Work instructions: Revise the data below by changing every "the target named above" to "the item listed above" and leaving everything else untouched.

Entries:
-=-=-
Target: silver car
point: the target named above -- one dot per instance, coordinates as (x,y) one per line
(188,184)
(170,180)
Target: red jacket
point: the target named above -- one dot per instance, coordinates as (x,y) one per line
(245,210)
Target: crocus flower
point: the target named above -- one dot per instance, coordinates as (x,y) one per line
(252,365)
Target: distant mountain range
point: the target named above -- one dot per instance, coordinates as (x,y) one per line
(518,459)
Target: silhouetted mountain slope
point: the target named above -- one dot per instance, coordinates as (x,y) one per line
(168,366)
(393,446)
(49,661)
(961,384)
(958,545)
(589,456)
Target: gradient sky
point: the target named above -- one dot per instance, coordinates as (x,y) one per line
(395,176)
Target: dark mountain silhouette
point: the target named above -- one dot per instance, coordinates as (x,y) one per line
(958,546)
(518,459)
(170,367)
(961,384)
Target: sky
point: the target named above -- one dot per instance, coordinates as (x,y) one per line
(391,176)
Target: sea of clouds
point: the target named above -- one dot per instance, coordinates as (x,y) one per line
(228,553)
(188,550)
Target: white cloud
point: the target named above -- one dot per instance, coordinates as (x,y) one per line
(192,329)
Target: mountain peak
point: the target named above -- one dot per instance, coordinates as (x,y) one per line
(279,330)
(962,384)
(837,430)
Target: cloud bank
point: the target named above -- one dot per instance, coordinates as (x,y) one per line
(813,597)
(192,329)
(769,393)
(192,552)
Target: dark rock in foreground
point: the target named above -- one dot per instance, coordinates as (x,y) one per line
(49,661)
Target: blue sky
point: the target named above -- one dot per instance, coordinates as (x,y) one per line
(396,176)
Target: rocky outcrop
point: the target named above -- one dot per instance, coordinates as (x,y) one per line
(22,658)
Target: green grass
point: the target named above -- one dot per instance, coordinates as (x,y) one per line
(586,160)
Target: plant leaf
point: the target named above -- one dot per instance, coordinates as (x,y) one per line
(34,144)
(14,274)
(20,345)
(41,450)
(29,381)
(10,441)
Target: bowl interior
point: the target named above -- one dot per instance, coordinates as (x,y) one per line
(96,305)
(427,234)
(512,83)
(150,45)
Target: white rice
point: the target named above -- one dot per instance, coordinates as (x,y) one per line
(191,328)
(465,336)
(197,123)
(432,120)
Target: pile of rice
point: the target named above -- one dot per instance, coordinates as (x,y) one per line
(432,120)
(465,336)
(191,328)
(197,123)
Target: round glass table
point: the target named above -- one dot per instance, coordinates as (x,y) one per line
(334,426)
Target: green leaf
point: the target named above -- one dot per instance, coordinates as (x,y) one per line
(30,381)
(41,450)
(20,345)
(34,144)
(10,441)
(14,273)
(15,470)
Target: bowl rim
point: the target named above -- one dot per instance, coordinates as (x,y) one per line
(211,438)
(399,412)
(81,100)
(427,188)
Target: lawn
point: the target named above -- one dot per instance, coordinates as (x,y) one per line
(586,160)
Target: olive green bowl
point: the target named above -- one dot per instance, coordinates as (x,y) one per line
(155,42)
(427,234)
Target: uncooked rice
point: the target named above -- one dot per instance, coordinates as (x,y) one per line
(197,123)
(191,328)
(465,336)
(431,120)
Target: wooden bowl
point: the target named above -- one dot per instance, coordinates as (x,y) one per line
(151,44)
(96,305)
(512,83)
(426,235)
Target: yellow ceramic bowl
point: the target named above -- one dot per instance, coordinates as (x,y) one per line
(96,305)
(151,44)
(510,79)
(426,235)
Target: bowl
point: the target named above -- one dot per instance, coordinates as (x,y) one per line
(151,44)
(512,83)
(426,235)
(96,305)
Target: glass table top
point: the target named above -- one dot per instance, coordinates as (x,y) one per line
-=-=-
Response to this exercise:
Target: silver car
point: the item listed above -- one dot per instance, coordinates as (x,y) one per line
(188,184)
(170,180)
Target: red jacket
point: the item listed above -- one dot per instance, coordinates as (x,y) one per line
(245,210)
Target: crocus flower
point: the item listed above -- one dot per instance, coordinates as (x,y) one per line
(252,365)
Target: distant mountain range
point: the item listed above -- one dot per instance, coordinates as (x,y) one per line
(518,459)
Target: silhouetted mountain slope
point: the item listed above -- one dot per instance, coordinates as (x,y) one per line
(168,366)
(393,446)
(49,661)
(961,384)
(958,545)
(589,456)
Target: gradient sky
point: the item listed above -- one dot per instance, coordinates as (x,y) one per line
(395,176)
Target: dark mountain silhouette
point: the item listed above -- one dot per instance, coordinates as (x,y) one per line
(958,546)
(518,459)
(170,367)
(961,384)
Target: sky
point: the item listed above -- one dot per instance, coordinates as (x,y) one per line
(391,176)
Target: sea of clouds
point: the item listed above -- one dot per instance, coordinates as (x,y) one per line
(228,553)
(188,550)
Target: white cloud
point: the item listed above -- one dot per instance, coordinates as (x,y) one per line
(192,329)
Target: mountain peak
point: the item listed above -- one dot per instance, coordinates as (x,y) one per line
(279,330)
(962,384)
(837,430)
Target: cloud bank
point: the item listed above -- one dot per instance, coordinates as (x,y) one per line
(813,597)
(192,329)
(769,393)
(192,552)
Target: dark rock in foreground
point: the item listed above -- one dot per instance, coordinates as (x,y) one per line
(49,661)
Target: blue sky
point: the item listed above -- one dot per instance, coordinates as (x,y) one per line
(396,176)
Target: rocky outcrop
point: the item listed above -- one dot per instance, coordinates as (x,y) one per line
(22,658)
Target: green grass
point: the item listed above -- one dot per instance, coordinates as (x,y) one per line
(586,160)
Target: plant leaf
point: the item listed above -- one dot per instance, coordinates as (x,y) one per line
(34,144)
(14,274)
(20,345)
(41,450)
(29,381)
(10,441)
Target: bowl interior
point: the item listed above -- one dot per instance, coordinates as (x,y) one per line
(96,305)
(427,234)
(512,83)
(150,45)
Target: white rice
point: the item listed above -- one dot per instance, coordinates as (x,y) one per line
(191,328)
(465,336)
(197,123)
(432,120)
Target: pile of rice
point: the item listed above -- one dot per instance, coordinates as (x,y) one per line
(432,120)
(465,336)
(191,328)
(197,123)
Target: round glass table
point: the item listed above -- one dot per instance, coordinates as (x,y) one per line
(334,426)
Target: green leaf
point: the item listed above -- one dot per instance, coordinates as (x,y) one per line
(30,381)
(41,450)
(20,345)
(34,144)
(10,441)
(14,273)
(15,470)
Target: bowl rim
point: the item listed above -- one dot per instance, coordinates as (x,y) one per line
(211,438)
(399,412)
(81,100)
(427,188)
Target: lawn
point: the item listed above -- one dot per instance, coordinates as (x,y) one per line
(586,160)
Target: olive green bowl
point: the item listed above -- one dot per instance, coordinates as (x,y) one per line
(155,42)
(427,234)
Target: uncooked rice
point: the item listed above -- one dot per instance, coordinates as (x,y) one per line
(197,123)
(191,328)
(465,336)
(431,120)
Target: wooden bowl
point: the item listed above -- one dot per instance, coordinates as (x,y) one per line
(151,44)
(96,305)
(512,83)
(426,235)
Target: yellow ceramic bowl
point: the item listed above -- one dot per instance, coordinates as (x,y) one per line
(96,305)
(151,44)
(510,79)
(426,235)
Target: bowl
point: the item listed above -- one dot per instance, coordinates as (x,y) one per line
(151,44)
(512,83)
(426,235)
(96,305)
Target: glass table top
point: the item listed above -- one dot per instance, coordinates as (x,y) one per line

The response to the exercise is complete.